→ Problem to work on
Restate the records that follow. Every word must match.

─── Dataset extract ───

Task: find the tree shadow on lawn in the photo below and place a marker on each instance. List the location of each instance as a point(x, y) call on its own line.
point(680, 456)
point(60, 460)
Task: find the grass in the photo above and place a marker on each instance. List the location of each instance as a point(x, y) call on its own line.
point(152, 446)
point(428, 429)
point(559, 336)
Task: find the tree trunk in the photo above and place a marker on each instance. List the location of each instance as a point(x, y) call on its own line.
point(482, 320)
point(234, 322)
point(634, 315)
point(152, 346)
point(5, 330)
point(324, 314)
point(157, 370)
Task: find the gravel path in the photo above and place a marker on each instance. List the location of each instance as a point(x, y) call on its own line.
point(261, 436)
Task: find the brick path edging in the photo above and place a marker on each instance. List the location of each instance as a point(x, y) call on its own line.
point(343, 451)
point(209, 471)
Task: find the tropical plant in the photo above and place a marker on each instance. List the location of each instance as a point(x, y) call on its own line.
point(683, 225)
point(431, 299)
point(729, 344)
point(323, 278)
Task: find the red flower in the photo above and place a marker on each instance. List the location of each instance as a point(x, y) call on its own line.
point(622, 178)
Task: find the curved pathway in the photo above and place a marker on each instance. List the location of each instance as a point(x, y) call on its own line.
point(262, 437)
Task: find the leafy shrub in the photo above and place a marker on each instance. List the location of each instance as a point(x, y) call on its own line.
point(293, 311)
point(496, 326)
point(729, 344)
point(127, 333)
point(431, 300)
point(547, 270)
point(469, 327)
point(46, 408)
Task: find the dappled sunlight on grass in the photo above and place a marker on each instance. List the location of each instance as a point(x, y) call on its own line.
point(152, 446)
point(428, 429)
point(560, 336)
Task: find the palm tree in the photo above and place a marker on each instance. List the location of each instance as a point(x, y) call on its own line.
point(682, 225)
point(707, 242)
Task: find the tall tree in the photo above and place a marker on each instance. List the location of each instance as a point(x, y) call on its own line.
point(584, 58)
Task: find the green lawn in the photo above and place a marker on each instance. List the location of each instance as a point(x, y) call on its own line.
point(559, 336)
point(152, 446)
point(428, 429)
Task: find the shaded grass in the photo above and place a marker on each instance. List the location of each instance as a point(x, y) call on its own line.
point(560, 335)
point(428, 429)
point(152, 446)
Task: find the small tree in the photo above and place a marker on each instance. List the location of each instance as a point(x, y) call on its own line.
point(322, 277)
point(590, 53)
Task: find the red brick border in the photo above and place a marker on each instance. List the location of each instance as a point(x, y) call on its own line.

───

→ Solution for this problem
Task: find the tree shadow on lawn in the photo below and place a marker on each instance. List the location of each instance as a point(x, y) call on its own line.
point(680, 456)
point(60, 460)
Task: find the grass in the photo above and place a marker on each instance. List the location of each instance as a point(x, y) call on its own line.
point(152, 446)
point(428, 429)
point(559, 336)
Task: find the tree trunk in the photo above and place a marker on each instance. List the location of each instance as a point(x, y) call on its own line.
point(482, 320)
point(234, 322)
point(634, 315)
point(152, 346)
point(5, 330)
point(324, 314)
point(157, 370)
Task: find the gravel path in the photo above and place a marker on each instance. List the location of each instance as a point(x, y) call on its own line.
point(261, 436)
Task: find the brick path edging in the photo above and place a marker on each instance. List the location of each instance as a point(x, y) call on its own line.
point(343, 451)
point(209, 471)
Task: find the tropical plant in the photo above and place a marker on each instance. List the location of each instance as a point(x, y) call on its own line.
point(683, 225)
point(431, 299)
point(729, 344)
point(323, 278)
Task: find the red flower in the photo above and place a marker on each instance. List the location of each instance as a point(x, y) call on its own line.
point(622, 178)
Task: find the curved pathway in the photo above and place a marker on each instance. List the location of each instance as a point(x, y) call on its own line.
point(262, 437)
Task: find the leafy shrub in the photo above and place a marker on each instance. List the location of each instance as a point(x, y) call on its own line.
point(293, 311)
point(496, 326)
point(729, 344)
point(127, 333)
point(431, 300)
point(547, 270)
point(469, 327)
point(46, 408)
Task: find the dappled sunlight on grass in the photo above and place a marker on each instance. List the location of each instance as a point(x, y) call on its own line.
point(152, 446)
point(428, 429)
point(560, 336)
Task: find the palm tree in the photo above and place a marker on each instance. List the location of each instance as a point(x, y) call on its own line.
point(682, 225)
point(707, 242)
Task: find the tall tree in the photo above and place a marker on each instance. List the location of each instance as a point(x, y) call on its own line.
point(584, 58)
Task: find the green lawn in the photo above and place a marker on each instance. List the location of each instance as a point(x, y) call on its own line.
point(559, 336)
point(152, 446)
point(428, 429)
Task: find the shaded grass in the photo above and place a marker on each instance. List the location of each instance as a point(x, y) call on its own line.
point(560, 335)
point(428, 429)
point(152, 446)
Task: find the small tree in the photo above and place a marker on each instance. List the location of each instance as a point(x, y) call on its own line.
point(322, 277)
point(590, 53)
Task: find the red brick border in the photo above and place a marker on each instance. List the location of each instance as a point(x, y) call on its own line.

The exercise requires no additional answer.